Problem: Can you copy the lines below word for word, leaving out the pictures?

--------------------------------

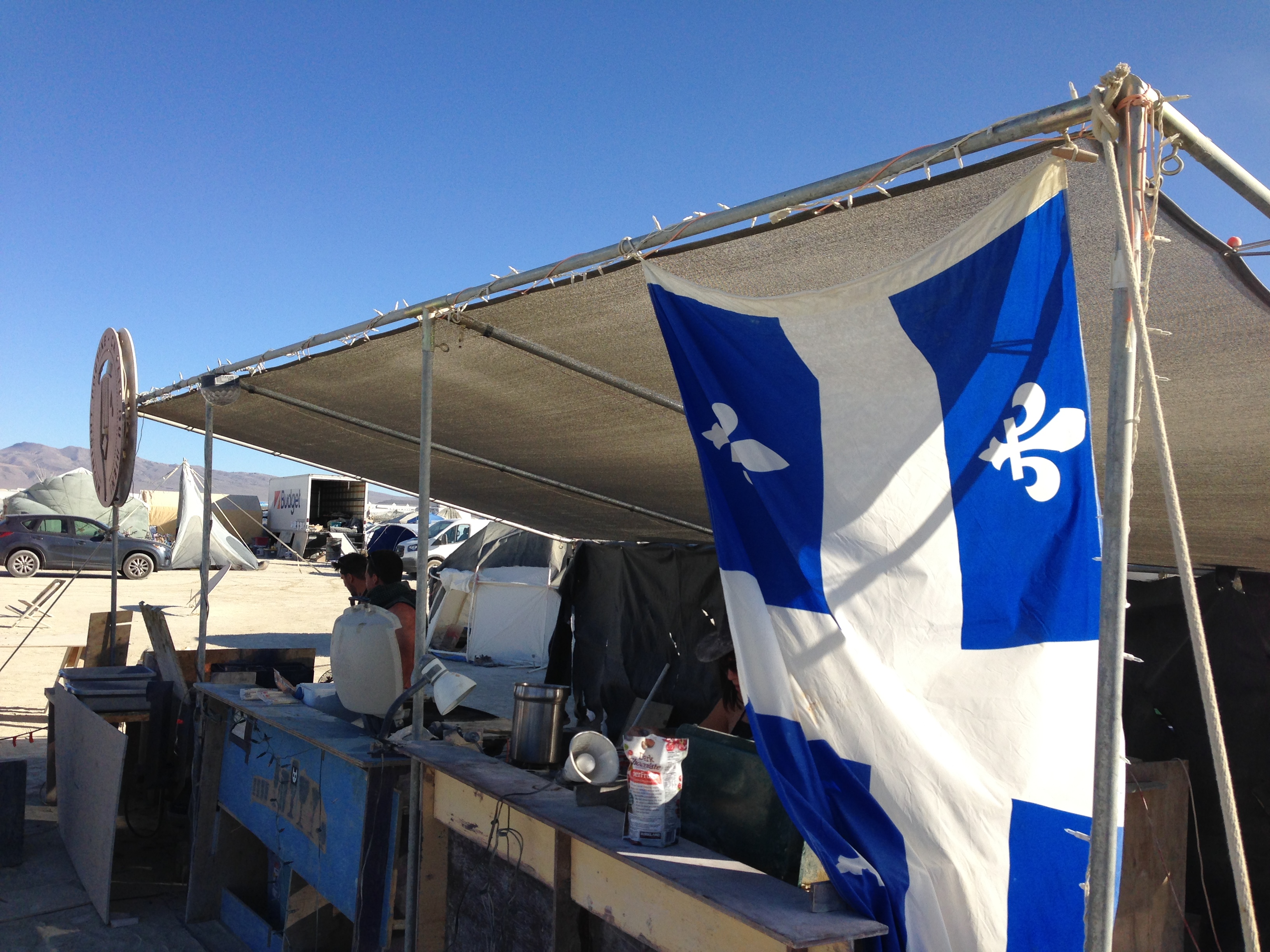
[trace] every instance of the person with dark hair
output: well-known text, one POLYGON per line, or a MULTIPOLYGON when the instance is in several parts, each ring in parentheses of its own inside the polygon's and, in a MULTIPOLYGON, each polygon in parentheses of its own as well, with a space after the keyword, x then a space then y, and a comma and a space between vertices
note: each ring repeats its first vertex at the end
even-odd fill
POLYGON ((396 631, 398 650, 401 652, 401 683, 409 687, 410 674, 414 671, 415 592, 409 581, 401 579, 401 556, 390 548, 371 552, 366 559, 364 579, 362 598, 391 612, 401 622, 396 631))
POLYGON ((714 663, 720 696, 719 703, 698 726, 732 734, 734 737, 752 739, 754 734, 749 729, 749 715, 745 713, 745 702, 740 697, 737 651, 732 645, 732 631, 728 628, 726 618, 718 631, 697 642, 696 654, 698 661, 714 663))
POLYGON ((361 598, 366 594, 366 556, 361 552, 342 555, 335 560, 335 571, 349 595, 361 598))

--------------------------------

Complete response:
[trace] every instance of the person with dark hair
output: well-known text, one POLYGON per line, or a MULTIPOLYGON when the instance is in several parts, each ring in parentheses of its own inside the polygon's and, in a MULTIPOLYGON, each polygon in parentheses of its own as well, with a space after the keyword, x then a space then y, and a comma and a space between vertices
note: each ring repeats its first vertex at the end
even-odd fill
POLYGON ((396 631, 398 650, 401 652, 401 683, 409 687, 410 674, 414 671, 415 592, 409 581, 401 579, 401 556, 390 548, 371 552, 366 559, 364 579, 362 598, 391 612, 401 622, 396 631))
POLYGON ((714 663, 720 696, 719 703, 698 726, 732 734, 734 737, 752 739, 754 734, 749 729, 749 715, 745 713, 745 702, 740 697, 737 651, 732 645, 732 631, 728 628, 726 618, 718 631, 697 642, 696 654, 698 661, 714 663))
POLYGON ((361 598, 366 594, 366 556, 361 552, 342 555, 335 560, 335 571, 349 595, 361 598))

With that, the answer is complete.